■ ZU ERLEDIGEN ■
Filtere aus dem folgenden Material jede Zeile heraus, die die Zeichenfolge „target“ enthält, und gib diese Zeilen wieder. Achte dabei auf Groß- und Kleinschreibung.

Ein Datenblock:
########
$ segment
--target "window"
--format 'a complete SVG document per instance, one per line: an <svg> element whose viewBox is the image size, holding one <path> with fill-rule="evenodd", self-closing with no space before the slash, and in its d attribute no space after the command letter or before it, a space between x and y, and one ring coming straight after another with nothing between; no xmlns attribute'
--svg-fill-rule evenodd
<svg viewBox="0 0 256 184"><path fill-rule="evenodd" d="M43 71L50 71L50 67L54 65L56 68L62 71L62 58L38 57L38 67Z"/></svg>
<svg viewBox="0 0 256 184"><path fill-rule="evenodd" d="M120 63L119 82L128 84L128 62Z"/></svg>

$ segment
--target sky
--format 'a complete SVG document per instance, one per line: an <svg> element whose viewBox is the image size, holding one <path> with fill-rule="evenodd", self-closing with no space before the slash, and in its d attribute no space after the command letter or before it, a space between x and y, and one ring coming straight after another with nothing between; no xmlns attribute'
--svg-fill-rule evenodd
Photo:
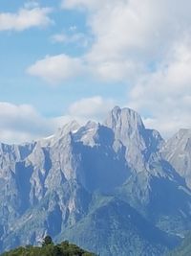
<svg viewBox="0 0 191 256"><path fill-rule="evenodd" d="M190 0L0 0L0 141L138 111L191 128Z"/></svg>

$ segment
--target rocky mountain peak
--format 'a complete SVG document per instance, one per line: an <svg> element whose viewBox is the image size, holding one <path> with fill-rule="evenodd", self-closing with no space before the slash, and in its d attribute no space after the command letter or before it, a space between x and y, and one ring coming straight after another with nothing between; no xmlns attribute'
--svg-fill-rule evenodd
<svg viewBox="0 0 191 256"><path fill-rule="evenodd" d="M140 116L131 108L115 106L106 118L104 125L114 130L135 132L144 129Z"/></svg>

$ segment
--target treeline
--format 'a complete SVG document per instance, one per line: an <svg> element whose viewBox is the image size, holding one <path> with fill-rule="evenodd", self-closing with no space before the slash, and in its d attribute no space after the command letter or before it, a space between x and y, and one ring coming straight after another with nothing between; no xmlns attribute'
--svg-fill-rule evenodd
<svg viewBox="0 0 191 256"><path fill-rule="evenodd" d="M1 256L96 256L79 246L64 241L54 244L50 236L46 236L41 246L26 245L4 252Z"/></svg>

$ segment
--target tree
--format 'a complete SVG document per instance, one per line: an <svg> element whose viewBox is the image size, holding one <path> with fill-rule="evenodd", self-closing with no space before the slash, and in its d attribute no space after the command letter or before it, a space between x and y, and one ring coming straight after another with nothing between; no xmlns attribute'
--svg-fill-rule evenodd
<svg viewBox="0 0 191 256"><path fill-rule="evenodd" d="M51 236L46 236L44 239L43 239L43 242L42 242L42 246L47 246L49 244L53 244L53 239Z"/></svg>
########
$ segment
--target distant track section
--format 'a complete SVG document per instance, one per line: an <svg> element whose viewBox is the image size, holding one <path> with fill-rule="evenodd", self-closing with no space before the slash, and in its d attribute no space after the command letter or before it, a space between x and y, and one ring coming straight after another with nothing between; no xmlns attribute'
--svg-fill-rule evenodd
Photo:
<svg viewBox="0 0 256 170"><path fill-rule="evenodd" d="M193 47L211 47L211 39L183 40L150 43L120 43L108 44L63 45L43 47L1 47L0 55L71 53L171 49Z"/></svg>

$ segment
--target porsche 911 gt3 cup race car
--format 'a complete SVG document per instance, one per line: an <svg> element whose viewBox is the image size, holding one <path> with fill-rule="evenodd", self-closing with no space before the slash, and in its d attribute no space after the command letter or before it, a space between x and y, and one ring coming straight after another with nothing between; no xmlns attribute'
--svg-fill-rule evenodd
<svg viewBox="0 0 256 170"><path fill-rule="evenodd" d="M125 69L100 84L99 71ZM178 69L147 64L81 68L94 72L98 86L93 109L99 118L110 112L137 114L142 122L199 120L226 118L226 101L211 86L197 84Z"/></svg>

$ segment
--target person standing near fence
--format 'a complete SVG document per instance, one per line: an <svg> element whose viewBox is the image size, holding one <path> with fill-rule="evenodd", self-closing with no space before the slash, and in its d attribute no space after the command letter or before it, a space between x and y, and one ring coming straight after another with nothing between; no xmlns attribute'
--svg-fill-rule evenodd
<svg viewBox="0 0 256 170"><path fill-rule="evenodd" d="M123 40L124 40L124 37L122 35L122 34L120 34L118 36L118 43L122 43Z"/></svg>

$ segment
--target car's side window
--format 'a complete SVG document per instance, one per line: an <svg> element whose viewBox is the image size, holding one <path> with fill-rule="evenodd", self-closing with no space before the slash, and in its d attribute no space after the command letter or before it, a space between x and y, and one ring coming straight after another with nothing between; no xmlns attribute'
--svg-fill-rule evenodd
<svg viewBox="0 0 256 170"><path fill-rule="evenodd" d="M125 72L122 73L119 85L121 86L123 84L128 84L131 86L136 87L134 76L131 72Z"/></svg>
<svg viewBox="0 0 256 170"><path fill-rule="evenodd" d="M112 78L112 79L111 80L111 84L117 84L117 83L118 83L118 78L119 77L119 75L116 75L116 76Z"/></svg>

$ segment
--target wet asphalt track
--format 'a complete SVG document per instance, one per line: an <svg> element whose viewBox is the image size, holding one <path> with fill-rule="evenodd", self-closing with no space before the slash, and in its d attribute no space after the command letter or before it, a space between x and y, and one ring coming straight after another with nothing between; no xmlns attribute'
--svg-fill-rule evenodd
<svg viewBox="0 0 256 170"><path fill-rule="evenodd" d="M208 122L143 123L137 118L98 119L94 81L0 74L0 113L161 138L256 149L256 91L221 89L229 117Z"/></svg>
########
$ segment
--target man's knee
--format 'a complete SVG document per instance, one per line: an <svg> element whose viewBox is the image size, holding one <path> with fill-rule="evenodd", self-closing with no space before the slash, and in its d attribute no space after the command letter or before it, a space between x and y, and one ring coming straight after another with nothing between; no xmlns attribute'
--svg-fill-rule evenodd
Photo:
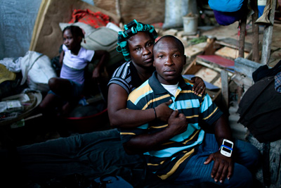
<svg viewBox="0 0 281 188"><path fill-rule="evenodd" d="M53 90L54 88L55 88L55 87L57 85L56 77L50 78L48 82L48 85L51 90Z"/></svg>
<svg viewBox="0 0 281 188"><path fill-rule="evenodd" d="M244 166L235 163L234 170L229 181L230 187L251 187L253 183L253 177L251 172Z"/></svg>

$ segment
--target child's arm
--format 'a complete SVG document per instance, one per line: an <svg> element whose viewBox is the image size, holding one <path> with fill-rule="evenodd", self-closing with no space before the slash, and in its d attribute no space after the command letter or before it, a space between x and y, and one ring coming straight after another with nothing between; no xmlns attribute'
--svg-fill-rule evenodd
########
■ ANTWORT ZUR AUFGABE ■
--target "window"
--target sky
--target rocky mountain peak
--target treeline
--target tree
--target distant track section
--target porsche 911 gt3 cup race car
--target person standing near fence
--target car's side window
--target wet asphalt track
--target man's knee
--target child's arm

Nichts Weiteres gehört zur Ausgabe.